Entries from a point annotation set:

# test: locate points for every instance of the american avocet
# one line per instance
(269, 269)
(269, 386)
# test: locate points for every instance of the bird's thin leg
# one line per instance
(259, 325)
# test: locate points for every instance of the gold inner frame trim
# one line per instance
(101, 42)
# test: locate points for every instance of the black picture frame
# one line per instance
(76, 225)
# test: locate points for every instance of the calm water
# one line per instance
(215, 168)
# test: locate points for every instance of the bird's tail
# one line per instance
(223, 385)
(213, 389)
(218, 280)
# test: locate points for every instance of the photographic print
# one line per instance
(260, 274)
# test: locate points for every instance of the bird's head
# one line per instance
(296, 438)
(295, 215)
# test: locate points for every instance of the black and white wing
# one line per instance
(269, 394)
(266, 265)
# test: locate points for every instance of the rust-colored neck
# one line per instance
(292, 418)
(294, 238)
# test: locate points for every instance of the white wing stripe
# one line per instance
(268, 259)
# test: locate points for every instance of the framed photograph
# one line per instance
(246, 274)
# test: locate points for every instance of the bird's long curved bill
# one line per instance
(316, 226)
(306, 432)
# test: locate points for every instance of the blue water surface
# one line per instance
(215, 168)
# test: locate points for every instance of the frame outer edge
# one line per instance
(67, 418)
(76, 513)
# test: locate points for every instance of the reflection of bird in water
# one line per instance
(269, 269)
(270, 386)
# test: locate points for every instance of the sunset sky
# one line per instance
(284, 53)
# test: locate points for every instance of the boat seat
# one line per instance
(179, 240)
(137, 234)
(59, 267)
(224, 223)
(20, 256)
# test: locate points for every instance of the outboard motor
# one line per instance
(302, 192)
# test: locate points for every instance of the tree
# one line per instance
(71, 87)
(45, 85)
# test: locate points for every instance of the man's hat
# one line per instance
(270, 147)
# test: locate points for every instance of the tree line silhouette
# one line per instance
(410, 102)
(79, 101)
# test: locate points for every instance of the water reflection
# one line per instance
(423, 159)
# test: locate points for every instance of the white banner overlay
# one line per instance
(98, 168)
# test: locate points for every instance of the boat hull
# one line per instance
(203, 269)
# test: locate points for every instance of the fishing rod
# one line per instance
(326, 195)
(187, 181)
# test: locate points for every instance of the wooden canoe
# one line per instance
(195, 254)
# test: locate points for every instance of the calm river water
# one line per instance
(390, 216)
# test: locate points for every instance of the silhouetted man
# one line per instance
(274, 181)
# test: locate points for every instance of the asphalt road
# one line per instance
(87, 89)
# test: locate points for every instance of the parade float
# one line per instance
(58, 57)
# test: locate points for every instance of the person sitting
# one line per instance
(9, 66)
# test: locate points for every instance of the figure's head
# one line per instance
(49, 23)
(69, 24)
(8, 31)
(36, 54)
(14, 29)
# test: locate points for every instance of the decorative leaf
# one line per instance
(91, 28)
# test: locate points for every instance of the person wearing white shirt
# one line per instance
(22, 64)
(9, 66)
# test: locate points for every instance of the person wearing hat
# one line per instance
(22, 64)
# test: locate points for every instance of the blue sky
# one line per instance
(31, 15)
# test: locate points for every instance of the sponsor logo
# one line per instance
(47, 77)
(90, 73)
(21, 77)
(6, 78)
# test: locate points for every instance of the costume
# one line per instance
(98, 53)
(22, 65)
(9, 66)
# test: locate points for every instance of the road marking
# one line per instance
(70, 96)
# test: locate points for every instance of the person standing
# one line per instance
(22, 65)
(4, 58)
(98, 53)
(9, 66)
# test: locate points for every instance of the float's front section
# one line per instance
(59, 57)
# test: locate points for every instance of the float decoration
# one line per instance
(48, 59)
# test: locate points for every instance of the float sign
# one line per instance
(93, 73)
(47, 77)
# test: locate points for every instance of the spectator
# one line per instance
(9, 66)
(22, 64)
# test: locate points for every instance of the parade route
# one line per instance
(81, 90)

REQUIREMENTS:
Using the listing above, retype each line exactly.

THE OUTPUT:
# test: locate points for every instance of the american avocet
# one line per instance
(269, 269)
(269, 386)
# test: locate points for every instance of the bird's thin leg
# one line per instance
(259, 325)
# test: locate points for every instance of the gold inner frame trim
# one line per instance
(101, 42)
# test: locate points for every instance of the black picture frame
# one line per instance
(76, 225)
# test: locate points for every instance of the calm water
# one line per instance
(215, 168)
# test: locate points for every instance of the bird's tail
# one line per instance
(223, 385)
(213, 389)
(218, 280)
# test: locate points for every instance of the photographic print
# one line per instance
(260, 274)
# test: locate points for every instance of the bird's head
# one line per instance
(296, 438)
(295, 215)
# test: locate points for every instance of the black and white wing
# one line per instance
(269, 394)
(266, 265)
# test: locate points for every instance of the rust-colored neck
# one line per instance
(292, 418)
(294, 238)
# test: locate points for every instance of the white wing stripe
# one line per instance
(268, 259)
# test: locate points for every instance of the framed photograph
# one line per instance
(246, 274)
# test: locate points for every instance of the bird's long curved bill
# one line per instance
(316, 226)
(306, 432)
# test: locate points for every instance of the blue water surface
# one line per instance
(215, 168)
# test: locate points for every instance of the frame outer edge
# one line per instance
(67, 418)
(76, 513)
# test: locate points for every instance of the reflection of bird in water
# one line per instance
(269, 269)
(270, 386)
# test: locate points for every instance of the sunset sky
# one line per instance
(284, 53)
# test: locate points for every instance of the boat seat
# one line per instance
(179, 240)
(137, 234)
(59, 267)
(224, 223)
(20, 256)
# test: locate points for every instance of the outboard motor
# one line per instance
(302, 192)
# test: locate points for every instance of the tree
# one line per instance
(71, 87)
(45, 85)
# test: locate points for every instance of the man's hat
# one line per instance
(270, 147)
# test: locate points for every instance of the tree line silhouette
# one line per instance
(410, 102)
(79, 101)
# test: locate points for every instance of the water reflection
# one line per instance
(423, 159)
# test: locate points for every instance of the white banner overlay
# one line per instance
(98, 168)
# test: locate points for every instance of the boat hull
# one line per instance
(203, 269)
# test: locate points for every instance of the fishing rod
# one line per instance
(326, 195)
(187, 181)
# test: locate points for every instance of the wooden canoe
# one line per instance
(195, 254)
# test: locate points for every instance of the calm river water
# one line per instance
(390, 216)
# test: locate points for every instance of the silhouetted man
# one line per instance
(274, 181)
# test: locate points for every instance of the asphalt road
# one line per instance
(87, 89)
# test: locate points for every instance of the parade float
# one line per instance
(58, 57)
# test: locate points for every instance of the person sitting
# one line per instance
(9, 66)
# test: locate points for every instance of the figure's head
# one line per instance
(49, 23)
(69, 24)
(8, 31)
(36, 54)
(14, 29)
# test: locate points for every instance of the decorative leaf
# one line per instance
(91, 28)
# test: locate points for every instance of the person wearing white shirt
# one line per instance
(22, 64)
(9, 66)
# test: locate points for every instance of the person wearing hat
# one line per instance
(22, 64)
# test: locate points for every instance of the blue sky
# one line per instance
(31, 15)
# test: locate points for every instance of the sponsor logo
# one line per instance
(47, 77)
(90, 73)
(21, 77)
(6, 78)
# test: locate points for every instance of the costume
# one line per instance
(98, 53)
(22, 65)
(9, 66)
# test: locate points for every instance of the road marking
# one line per instance
(70, 96)
# test: locate points for every instance of the person standing
# one line per instance
(22, 65)
(4, 58)
(98, 53)
(9, 66)
# test: locate points for every instance of the float's front section
# one line per instance
(59, 57)
# test: locate points for every instance of the float decoration
# one line per instance
(48, 59)
# test: locate points for every instance of the float sign
# one line per instance
(93, 73)
(47, 77)
# test: locate points for every instance of the spectator
# one line per instance
(9, 66)
(22, 64)
# test: locate points for every instance of the parade route
# one line per instance
(81, 90)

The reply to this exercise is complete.